*Data entries*:
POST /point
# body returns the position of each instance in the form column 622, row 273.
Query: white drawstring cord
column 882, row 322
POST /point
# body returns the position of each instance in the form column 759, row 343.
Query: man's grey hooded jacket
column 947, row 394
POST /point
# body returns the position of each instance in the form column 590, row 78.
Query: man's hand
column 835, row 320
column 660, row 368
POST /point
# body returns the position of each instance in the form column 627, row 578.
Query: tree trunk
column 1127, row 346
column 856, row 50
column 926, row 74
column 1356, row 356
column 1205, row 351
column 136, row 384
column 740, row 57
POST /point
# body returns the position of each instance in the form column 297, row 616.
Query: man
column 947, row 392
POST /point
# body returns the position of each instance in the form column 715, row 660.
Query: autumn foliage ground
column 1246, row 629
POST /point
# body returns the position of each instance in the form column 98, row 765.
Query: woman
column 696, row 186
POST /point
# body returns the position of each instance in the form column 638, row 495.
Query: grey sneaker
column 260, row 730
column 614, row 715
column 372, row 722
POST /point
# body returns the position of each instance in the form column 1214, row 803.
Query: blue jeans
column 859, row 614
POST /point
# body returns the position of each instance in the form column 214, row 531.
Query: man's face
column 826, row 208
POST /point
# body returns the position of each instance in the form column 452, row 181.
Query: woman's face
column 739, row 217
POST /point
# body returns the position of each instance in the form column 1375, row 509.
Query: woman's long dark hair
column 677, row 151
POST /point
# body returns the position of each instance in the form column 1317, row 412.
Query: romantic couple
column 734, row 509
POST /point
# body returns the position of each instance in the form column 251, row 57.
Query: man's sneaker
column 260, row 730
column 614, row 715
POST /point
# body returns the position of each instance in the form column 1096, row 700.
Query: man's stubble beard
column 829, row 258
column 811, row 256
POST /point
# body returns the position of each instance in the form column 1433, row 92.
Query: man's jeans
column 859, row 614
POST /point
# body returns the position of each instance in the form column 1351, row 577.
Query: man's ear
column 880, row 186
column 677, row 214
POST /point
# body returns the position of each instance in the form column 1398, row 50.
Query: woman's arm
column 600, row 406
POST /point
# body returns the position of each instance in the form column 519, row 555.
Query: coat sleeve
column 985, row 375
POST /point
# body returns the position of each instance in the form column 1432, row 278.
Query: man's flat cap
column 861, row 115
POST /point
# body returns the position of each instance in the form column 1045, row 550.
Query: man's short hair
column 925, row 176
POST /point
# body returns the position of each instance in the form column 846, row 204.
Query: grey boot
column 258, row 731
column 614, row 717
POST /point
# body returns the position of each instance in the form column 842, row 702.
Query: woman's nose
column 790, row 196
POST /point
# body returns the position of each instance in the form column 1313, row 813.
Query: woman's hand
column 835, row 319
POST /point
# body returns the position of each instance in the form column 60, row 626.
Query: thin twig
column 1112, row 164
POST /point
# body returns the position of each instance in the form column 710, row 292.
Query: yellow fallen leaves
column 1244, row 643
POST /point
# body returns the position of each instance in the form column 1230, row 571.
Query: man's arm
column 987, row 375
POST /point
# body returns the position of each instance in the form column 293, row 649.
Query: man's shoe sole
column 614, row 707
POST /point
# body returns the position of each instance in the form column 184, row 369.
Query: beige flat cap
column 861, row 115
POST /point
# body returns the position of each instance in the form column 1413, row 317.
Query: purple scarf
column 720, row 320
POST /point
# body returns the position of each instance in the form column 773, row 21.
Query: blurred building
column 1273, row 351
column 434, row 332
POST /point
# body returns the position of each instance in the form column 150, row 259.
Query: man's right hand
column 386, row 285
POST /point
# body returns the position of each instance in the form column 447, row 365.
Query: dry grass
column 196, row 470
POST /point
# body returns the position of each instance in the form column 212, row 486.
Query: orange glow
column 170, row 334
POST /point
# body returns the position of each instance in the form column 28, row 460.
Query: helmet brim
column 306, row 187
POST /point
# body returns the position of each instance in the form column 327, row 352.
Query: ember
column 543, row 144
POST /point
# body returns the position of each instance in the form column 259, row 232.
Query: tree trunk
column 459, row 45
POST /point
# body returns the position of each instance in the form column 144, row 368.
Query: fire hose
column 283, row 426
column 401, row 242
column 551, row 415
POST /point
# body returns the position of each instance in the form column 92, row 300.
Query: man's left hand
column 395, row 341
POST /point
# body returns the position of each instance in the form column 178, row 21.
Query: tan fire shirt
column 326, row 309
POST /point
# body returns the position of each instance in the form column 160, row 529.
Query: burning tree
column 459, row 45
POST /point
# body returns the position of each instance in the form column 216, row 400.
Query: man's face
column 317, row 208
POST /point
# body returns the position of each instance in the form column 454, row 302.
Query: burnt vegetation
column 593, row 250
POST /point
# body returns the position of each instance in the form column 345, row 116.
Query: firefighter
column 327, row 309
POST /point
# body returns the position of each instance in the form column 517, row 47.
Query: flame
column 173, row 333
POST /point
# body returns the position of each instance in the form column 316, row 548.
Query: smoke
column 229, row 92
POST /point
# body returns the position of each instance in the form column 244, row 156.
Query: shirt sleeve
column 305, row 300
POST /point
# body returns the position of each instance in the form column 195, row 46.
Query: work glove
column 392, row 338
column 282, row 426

*AIM OF THE TASK*: Extract every line of the material above and reproduce each one without alteration.

*CORRECT RESPONSE*:
POST /point
# body returns the position of each instance in the form column 622, row 273.
Query: white drawstring cord
column 882, row 322
POST /point
# body returns the position of each instance in the form column 759, row 343.
Query: man's grey hooded jacket
column 947, row 394
POST /point
# body returns the position of each instance in the form column 590, row 78.
Query: man's hand
column 835, row 320
column 660, row 368
POST /point
# body returns the position of each instance in the form column 627, row 578.
Query: tree trunk
column 1127, row 346
column 856, row 50
column 926, row 74
column 1356, row 356
column 1205, row 351
column 136, row 384
column 740, row 57
POST /point
# body returns the position of each instance in the form column 297, row 616.
Query: man
column 947, row 392
POST /point
# body returns the position of each instance in the form column 715, row 660.
Query: autumn foliage ground
column 1246, row 629
POST /point
# body returns the position of each instance in the form column 98, row 765.
Query: woman
column 696, row 186
POST /point
# body returns the position of each instance in the form column 638, row 495.
Query: grey sneaker
column 260, row 730
column 614, row 715
column 372, row 722
POST /point
# body returns the position of each instance in the form column 1214, row 803.
Query: blue jeans
column 859, row 614
POST /point
# body returns the position of each instance in the form column 214, row 531.
Query: man's face
column 826, row 208
POST /point
# body returns the position of each instance in the form column 452, row 181.
Query: woman's face
column 739, row 217
POST /point
# body returns the position of each instance in the form column 1375, row 509.
Query: woman's long dark hair
column 677, row 151
POST /point
# body returns the position of each instance in the form column 1317, row 412.
Query: romantic couple
column 734, row 509
POST /point
# body returns the position of each instance in the form column 251, row 57.
Query: man's sneaker
column 260, row 730
column 614, row 715
POST /point
# body returns the position of each instance in the form column 1096, row 700.
Query: man's stubble beard
column 829, row 258
column 811, row 256
POST /point
# body returns the position of each instance in the form column 1433, row 92.
Query: man's jeans
column 859, row 614
POST /point
# body returns the position of each instance in the form column 1351, row 577.
Query: man's ear
column 880, row 186
column 677, row 214
POST /point
# body returns the position of each instance in the form column 1398, row 50.
Query: woman's arm
column 600, row 406
POST /point
# body returns the position of each instance in the form column 519, row 555.
Query: coat sleeve
column 985, row 375
POST /point
# body returns the position of each instance in the form column 1432, row 278.
Query: man's flat cap
column 861, row 115
POST /point
# body returns the position of each instance in the form column 1045, row 550.
Query: man's short hair
column 925, row 176
POST /point
# body returns the position of each instance in the form column 846, row 204.
Query: grey boot
column 258, row 731
column 614, row 717
POST /point
# body returns the position of each instance in the form column 842, row 702.
Query: woman's nose
column 790, row 196
POST /point
# body returns the position of each instance in the form column 1313, row 813.
Query: woman's hand
column 835, row 319
POST /point
# body returns the position of each instance in the form column 60, row 626.
Query: thin twig
column 1112, row 164
POST /point
# body returns the position of each instance in the form column 710, row 292.
Query: yellow fallen leaves
column 1244, row 643
POST /point
# body returns the position of each instance in the form column 1230, row 571.
Query: man's arm
column 987, row 375
POST /point
# body returns the position of each instance in the form column 293, row 649.
Query: man's shoe sole
column 614, row 707
POST /point
# body returns the position of each instance in the form column 184, row 369.
Query: beige flat cap
column 861, row 115
POST /point
# body returns the position of each instance in the form column 1413, row 317.
Query: purple scarf
column 720, row 320
POST /point
# body returns the position of each instance in the form column 773, row 21.
Query: blurred building
column 1273, row 351
column 434, row 332
POST /point
# body returns the position of each instance in the form column 150, row 259.
Query: man's right hand
column 386, row 285
POST /point
# body returns the position of each instance in the form column 447, row 365.
Query: dry grass
column 196, row 470
POST /point
# body returns the position of each instance in the form column 212, row 486.
Query: orange glow
column 170, row 334
POST /point
# body returns the position of each instance in the form column 28, row 460.
Query: helmet brim
column 306, row 187
POST /point
# body returns the position of each instance in the form column 327, row 352.
Query: ember
column 543, row 144
POST /point
# body returns the position of each instance in the form column 259, row 232.
Query: tree trunk
column 459, row 45
POST /point
# body returns the position of each instance in the form column 144, row 368.
Query: fire hose
column 283, row 426
column 401, row 242
column 551, row 415
POST /point
# body returns the position of each instance in the form column 92, row 300.
Query: man's left hand
column 395, row 341
POST /point
# body returns the position of each instance in the form column 178, row 21.
Query: tan fire shirt
column 326, row 309
POST /point
# body returns the position of each instance in the form column 160, row 529.
Query: burning tree
column 459, row 45
POST /point
# body returns the position of each instance in the form column 216, row 400.
Query: man's face
column 317, row 208
POST /point
# body returns the position of each instance in the form column 454, row 302.
Query: burnt vegetation
column 593, row 250
POST /point
# body returns the position of each instance in the form column 345, row 116.
Query: firefighter
column 327, row 309
POST /point
# body returns the position of each instance in the form column 517, row 47.
Query: flame
column 173, row 333
POST /point
# body returns the position of each instance in the form column 316, row 548.
Query: smoke
column 229, row 92
POST /point
# body returns the position of each instance in the form column 244, row 156.
Query: shirt sleeve
column 305, row 300
POST /point
# body returns the position of each instance in the form column 195, row 46.
Query: work glove
column 392, row 338
column 282, row 426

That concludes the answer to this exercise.